*Given passage*
=-=-=-=-=

From M to M...You Asked & Now You'll Receive :)

Jessica from From Marriage to Motherhood commented on my last post that she would have liked me to elaborate a bit more & after thinking and thinking about it overnight, I agree. So here it is :)

One of the reasons all of the said praise upsets me so much is because Ryan and I are PARTNERS. Partners in life, partners in work, partners in fun and most importantly partners in raising our kids. Never once has either of us looked at each other as helpers...if he ever described me as his helper, he would need help walking. I would hope he would be just as upset if I called him the same.

I grew up in a family where my parents were the same way. My dad coached our soccer teams, helped do our hair in the morning [I have 2 younger sisters], made us snacks when we took a bath [cheese & crackers for me- he would knock and leave it outside the door- seriously one of my favorite memories], I could go on and on. He was never my mom's "helper".

=-=-=-=-=

*Data section*
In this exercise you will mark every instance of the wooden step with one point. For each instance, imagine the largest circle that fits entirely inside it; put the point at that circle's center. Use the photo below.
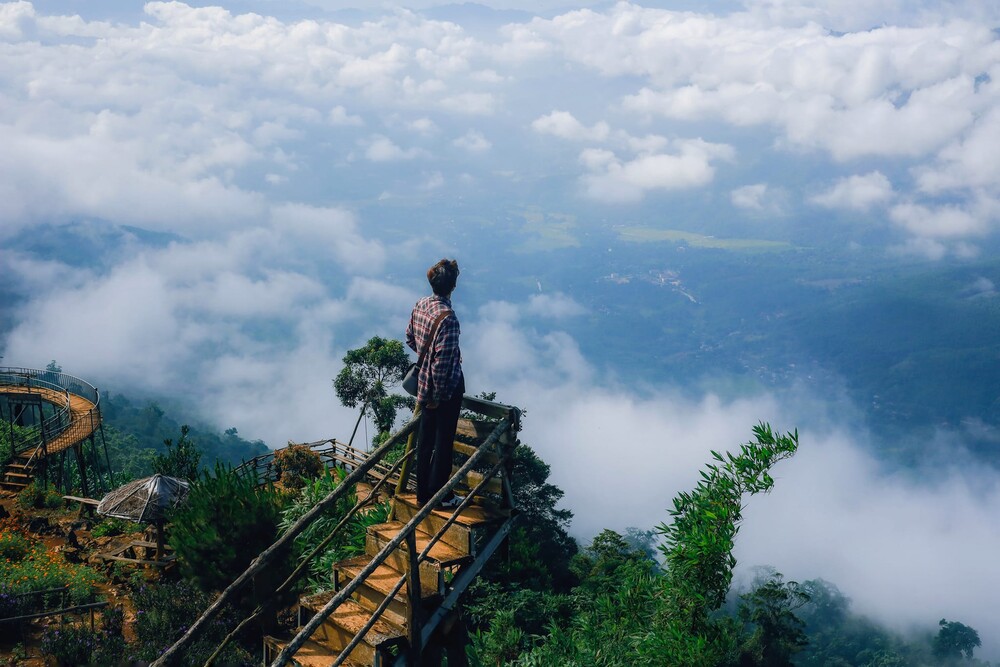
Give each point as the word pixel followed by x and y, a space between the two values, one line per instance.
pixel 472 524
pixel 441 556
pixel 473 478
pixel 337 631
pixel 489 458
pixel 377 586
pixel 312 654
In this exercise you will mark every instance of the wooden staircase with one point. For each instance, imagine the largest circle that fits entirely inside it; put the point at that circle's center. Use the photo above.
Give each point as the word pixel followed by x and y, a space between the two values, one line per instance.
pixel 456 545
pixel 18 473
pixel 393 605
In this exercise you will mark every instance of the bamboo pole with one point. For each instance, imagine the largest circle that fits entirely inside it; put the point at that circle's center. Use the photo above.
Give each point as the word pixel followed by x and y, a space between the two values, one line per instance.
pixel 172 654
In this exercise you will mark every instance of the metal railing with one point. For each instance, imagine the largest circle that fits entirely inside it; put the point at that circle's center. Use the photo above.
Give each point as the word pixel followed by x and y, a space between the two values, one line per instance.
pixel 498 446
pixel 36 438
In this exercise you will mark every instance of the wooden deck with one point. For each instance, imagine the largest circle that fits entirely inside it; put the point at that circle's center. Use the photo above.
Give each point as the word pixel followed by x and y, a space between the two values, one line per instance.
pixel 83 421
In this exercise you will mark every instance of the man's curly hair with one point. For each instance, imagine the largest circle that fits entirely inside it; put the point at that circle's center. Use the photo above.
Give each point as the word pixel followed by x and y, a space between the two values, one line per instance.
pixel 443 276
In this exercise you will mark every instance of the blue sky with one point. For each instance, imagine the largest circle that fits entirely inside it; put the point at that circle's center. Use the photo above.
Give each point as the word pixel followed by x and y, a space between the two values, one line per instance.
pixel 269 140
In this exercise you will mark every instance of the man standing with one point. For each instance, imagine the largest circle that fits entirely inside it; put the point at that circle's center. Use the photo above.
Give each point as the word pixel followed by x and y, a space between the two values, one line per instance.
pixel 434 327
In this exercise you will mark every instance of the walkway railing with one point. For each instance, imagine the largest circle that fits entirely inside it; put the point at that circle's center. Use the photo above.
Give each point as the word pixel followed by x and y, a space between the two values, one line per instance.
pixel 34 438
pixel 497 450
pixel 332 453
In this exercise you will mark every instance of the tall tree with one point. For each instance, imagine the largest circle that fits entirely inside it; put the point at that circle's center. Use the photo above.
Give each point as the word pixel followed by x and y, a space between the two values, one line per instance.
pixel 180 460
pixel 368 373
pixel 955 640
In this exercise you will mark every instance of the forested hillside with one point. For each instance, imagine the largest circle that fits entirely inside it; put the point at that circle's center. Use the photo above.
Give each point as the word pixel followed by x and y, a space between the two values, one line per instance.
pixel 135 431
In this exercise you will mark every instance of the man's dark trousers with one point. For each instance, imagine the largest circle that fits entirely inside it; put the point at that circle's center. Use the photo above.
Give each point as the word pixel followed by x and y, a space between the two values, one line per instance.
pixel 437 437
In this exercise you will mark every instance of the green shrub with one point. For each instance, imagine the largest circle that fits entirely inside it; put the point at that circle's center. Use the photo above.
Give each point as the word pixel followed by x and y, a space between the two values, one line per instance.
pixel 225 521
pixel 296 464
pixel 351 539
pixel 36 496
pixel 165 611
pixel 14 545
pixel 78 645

=-=-=-=-=

*Problem set*
• A. The blog post about being parents says Ryan and the writer are partners in several areas. List each area it names.
• B. Write a continuation of the blog post about parents as partners, picking up after its final sentence.

*Exercise answers*
• A.
- Life
- Work
- Fun
- Raising their kids

• B.
We won't be teaching our boys that one parent is more important or more distant than the other. I think the 1950's mindset of mothers needing to do all the child rearing is really outdated and won't be a part of my family. If it works for your family....great but don't toot my husband's horn for doing what he should be and loves doing. He is an excellent father and I will admit he does do a lot more than a lot of other dads we know. It comes very natural to him, perhaps I just got lucky with a husband who wants and strives to be the best dad he can & doesn't sit back and let me do all the work.

I did want to add one thing now that I have gone back and read both posts. Please don't confuse my point with not making your husband feel appreciated. I know I'm pretty crappy at times making Ryan feel appreciated but I hope he does know that I am grateful. & I appreciate the fact that he had tacos ready and waiting for me when I got home from work last night and that he woke up with Holden in the middle of the night, just like I'm sure he appreciates me getting both boys up, ready and off to day care this morning because he had to leave for work at 4:30 this morning. It's give and take that should come naturally in partnerships...at least ours.

4 comments:

Jody said...

Love this! I agree 100%.

B F said...

I love the word you used... Partners. It's so true!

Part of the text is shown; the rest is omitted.